New research led by the Vagelos College of Physicians and Surgeons, Columbia University, has linked certain patterns of genetic mutation to obsessive-compulsive disorder (OCD) in humans.
The findings confirm that targeting certain genes can be a valid avenue for treatment against OCD, which affects between 1% to 2% of the population. We’ve known that there is a genetic component to this disorder, as it often runs in the family, but the causes of OCD had remained elusive so far.
Genes made me do it
“Many neurological diseases are influenced by strongly acting mutations which can cause disease by themselves,” says David Goldstein, PhD, director of the Institute for Genomic Medicine at Columbia and a senior author on the new paper.
“These mutations are individually very rare but important to find because they can provide a starting point for the development of therapeutics that target precise underlying causes of disease.”
Previous work on this topic had used a “candidate gene” model, the authors explain, in which researchers focus on particular genes they believe might be involved in a certain pathogenesis — in this case, OCD. While there was some success, such approaches can also miss important genes or lead to errors in statistical interpretation of our data. In other words, it can miss parts of the story and shift our overall understanding of what causes a condition.
However, there has been a recent shift towards genome-wide analyses in this field, the team explains. In short, this approach looks at all genes in a genome at the same time, checking each of them for evidence that they’re increasing the risk of developing OCD.

§ Task prompt:
Continue the article on genetic mutations linked to obsessive-compulsive disorder, starting right after its last sentence.

[Referring expression data]
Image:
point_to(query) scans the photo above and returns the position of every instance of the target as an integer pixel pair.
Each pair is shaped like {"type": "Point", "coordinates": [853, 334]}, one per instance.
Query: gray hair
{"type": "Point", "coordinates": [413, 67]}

§ Exercise result:
In collaboration with researchers from the Johns Hopkins University’s psychiatry department, the team used this genome-wide approach to identify relevant genes in the genomes of a cohort of over 1,300 OCD patients. They compared their sequences to a similar group of control participants. Scientists from the University of North Carolina at Chapel Hill, the David Geffen School of Medicine in Los Angeles, Harvard Medical School, and SUNY Downstate Medical Center in Brooklyn were also involved in the study.
They found a strong correlation between OCD and several rare mutations, but one in particular — of a gene called SLITRK5 — seemed to have the strongest association. This gene had also been identified in previous candidate-gene studies for OCD. However, the results of this study are much more reliable and the authors hope they will spur further research and development in drugs targeting the gene.
“When you look at genes that do not tolerate variation in the human population, those are the genes most likely to cause disease, and with OCD, we see an overall increased burden of damaging mutations in those genes compared to controls,” Goldstein says. “That’s telling us that there are more OCD genes to be found and where to find them.”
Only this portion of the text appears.